Tasks to complete:
1. According to the article on John 14, when did Jesus speak the words of John 14:1-14?
2. For each statement, say whether the article on John 14 agrees, and quote the words that decide it: (a) Most readers know John 14:1-14 from funerals. (b) Jesus shames Thomas for asking how they can know the way. (c) Jesus spoke these words at the end of the story.
3. Continue the article on John 14 from the last sentence shown.

Source excerpt:
○ ○ ○ ○

Jesus Is the Way—Even When You Don’t Know It
When Life Falls Apart and You Still Don’t Have a Roadmap
Have you ever prayed for clarity and gotten silence instead?
You wanted answers. Directions. Some kind of sign that things would work out. And instead, you got… nothing obvious. Just the same uncertainty you started with.
If that sounds familiar, you’re in good company. Because that’s almost exactly what the disciples experienced the night before Jesus was crucified—and what they said in response might be the most honest thing anyone says in the entire Gospel of John.
John 14:1-14 is a passage most of us know from funerals. “Do not let your hearts be troubled… In my Father’s house there are many dwelling places.” It’s beautiful. It’s comforting. And we reach for it when grief is close and words feel thin.
But here’s what’s easy to miss: Jesus didn’t speak these words at the end of the story. He spoke them in the middle of everything falling apart—the night of betrayal, denial, and coming death. Which means this passage isn’t only for the grieving. It’s also for everyone still in the middle of things. Including you.
“We Don’t Know the Way”—The Most Faithful Thing You Can Say
After Jesus tells the disciples He’s going to prepare a place for them and that they “know the way,” Thomas speaks up:
“Lord, we don’t know where you are going. How can we know the way?” (John 14:5)
It sounds like a failure of faith. But it isn’t.
Thomas is being honest. And Jesus doesn’t shame him for it. He doesn’t say, “You should have figured this out by now.” He responds with one of the most remarkable statements in all of Scripture:
“I am the way, and the truth, and the life.” (John 14:6)

○ ○ ○ ○

Provided records:

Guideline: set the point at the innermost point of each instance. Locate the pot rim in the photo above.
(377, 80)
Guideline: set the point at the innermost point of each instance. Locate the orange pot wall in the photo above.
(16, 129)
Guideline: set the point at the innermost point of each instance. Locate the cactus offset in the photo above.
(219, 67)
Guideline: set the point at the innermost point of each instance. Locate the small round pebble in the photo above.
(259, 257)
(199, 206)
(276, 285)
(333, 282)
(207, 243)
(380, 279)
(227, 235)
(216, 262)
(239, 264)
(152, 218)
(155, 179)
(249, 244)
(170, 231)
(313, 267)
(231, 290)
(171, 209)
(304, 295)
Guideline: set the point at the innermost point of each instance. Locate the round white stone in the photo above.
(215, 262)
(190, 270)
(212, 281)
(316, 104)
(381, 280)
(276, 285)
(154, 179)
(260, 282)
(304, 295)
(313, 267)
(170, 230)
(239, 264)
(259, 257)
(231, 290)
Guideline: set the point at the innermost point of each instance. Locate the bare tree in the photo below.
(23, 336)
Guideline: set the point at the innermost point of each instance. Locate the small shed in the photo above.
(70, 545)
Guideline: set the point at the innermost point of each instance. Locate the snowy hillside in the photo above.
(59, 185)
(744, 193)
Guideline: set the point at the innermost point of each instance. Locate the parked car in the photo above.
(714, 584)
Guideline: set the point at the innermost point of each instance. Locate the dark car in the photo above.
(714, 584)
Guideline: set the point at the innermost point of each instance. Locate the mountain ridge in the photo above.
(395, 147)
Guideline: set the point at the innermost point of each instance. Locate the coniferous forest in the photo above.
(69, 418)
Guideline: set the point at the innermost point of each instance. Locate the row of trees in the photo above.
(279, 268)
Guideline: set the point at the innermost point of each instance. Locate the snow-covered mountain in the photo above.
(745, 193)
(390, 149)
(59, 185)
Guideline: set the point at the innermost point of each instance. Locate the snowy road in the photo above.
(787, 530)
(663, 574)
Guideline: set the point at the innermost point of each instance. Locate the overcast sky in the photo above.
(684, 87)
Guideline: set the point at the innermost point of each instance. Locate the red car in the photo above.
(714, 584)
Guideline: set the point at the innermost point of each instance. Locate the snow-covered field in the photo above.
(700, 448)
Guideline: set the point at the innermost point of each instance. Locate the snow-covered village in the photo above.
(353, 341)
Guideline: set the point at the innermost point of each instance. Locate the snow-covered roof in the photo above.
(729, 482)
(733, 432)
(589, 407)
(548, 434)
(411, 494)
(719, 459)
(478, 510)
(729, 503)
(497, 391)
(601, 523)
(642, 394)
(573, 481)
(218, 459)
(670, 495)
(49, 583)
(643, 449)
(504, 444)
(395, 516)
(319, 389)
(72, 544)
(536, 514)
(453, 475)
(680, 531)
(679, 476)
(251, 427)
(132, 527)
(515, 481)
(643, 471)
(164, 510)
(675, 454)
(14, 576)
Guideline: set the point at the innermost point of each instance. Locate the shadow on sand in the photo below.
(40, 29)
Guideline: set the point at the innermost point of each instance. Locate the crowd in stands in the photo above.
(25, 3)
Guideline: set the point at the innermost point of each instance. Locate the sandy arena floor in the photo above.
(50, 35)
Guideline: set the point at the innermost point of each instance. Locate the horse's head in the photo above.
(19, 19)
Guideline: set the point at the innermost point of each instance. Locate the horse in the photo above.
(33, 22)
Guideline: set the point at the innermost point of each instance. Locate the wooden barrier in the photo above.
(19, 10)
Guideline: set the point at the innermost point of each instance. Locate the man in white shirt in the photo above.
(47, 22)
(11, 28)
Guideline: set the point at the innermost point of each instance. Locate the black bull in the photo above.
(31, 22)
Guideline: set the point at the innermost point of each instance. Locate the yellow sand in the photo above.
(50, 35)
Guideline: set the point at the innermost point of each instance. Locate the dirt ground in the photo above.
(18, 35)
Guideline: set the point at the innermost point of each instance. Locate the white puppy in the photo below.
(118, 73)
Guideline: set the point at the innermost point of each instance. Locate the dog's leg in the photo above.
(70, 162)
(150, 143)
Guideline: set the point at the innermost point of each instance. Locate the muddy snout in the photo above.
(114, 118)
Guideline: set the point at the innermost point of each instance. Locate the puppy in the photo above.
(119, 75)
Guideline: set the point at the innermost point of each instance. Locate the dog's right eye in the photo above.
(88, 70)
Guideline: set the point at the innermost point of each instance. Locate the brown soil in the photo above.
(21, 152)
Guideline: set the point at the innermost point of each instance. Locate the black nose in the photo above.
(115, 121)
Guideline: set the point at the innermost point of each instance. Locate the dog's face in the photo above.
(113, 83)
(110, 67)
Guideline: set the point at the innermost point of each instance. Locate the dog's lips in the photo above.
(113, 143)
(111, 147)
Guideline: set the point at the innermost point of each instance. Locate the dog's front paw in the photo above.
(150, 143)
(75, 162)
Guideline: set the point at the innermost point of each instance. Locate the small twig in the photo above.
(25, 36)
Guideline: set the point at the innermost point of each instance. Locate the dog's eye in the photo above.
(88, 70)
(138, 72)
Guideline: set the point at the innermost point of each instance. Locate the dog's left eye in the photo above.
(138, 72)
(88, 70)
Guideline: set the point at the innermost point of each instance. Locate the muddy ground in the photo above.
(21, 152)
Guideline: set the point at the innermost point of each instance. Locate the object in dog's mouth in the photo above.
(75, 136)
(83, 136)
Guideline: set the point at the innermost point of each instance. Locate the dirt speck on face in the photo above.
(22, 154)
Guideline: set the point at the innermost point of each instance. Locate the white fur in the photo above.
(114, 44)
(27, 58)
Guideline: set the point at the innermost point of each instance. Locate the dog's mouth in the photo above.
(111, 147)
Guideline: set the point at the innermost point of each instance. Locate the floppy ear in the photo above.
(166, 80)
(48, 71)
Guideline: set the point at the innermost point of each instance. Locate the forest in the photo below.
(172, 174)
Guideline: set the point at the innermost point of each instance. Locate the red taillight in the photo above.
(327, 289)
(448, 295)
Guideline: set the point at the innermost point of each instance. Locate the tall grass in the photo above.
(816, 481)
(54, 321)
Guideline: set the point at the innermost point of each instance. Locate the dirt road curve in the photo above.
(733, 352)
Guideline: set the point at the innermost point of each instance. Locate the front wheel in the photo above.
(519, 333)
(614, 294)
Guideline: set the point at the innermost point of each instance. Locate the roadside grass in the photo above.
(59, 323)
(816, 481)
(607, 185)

○ ○ ○ ○

Answers below:
1. The night before he was crucified, amid betrayal, denial, and coming death.

2.
(a) Yes: "John 14:1-14 is a passage most of us know from funerals."
(b) No: "And Jesus doesn’t shame him for it."
(c) No: "Jesus didn’t speak these words at the end of the story."

3.
Thomas asked for a map. Jesus gave him a presence.
That’s a significant distinction. A map tells you how to get somewhere on your own. A presence says, I’m going with you. When Jesus says “I am the way,” He’s not handing you directions. He’s offering Himself.
And if you’ve ever felt like you were stumbling through faith without a clear path—that’s not a spiritual failure. It might actually be where faith begins.
What “Greater Works” Really Means for Ordinary Believers
Here’s where the passage takes a surprising turn. Jesus looks at His disciples—people who are confused, afraid, and about to watch their world collapse—and says:
“The one who believes in me will also do the works that I do, and in fact will do greater works than these.” (John 14:12)
Greater than Jesus? That’s a lot to sit with.
But consider what Jesus might mean by “greater.” When He walked the earth, He was one person, in one place, at one time. One conversation. One healing. One act of love, right in front of Him.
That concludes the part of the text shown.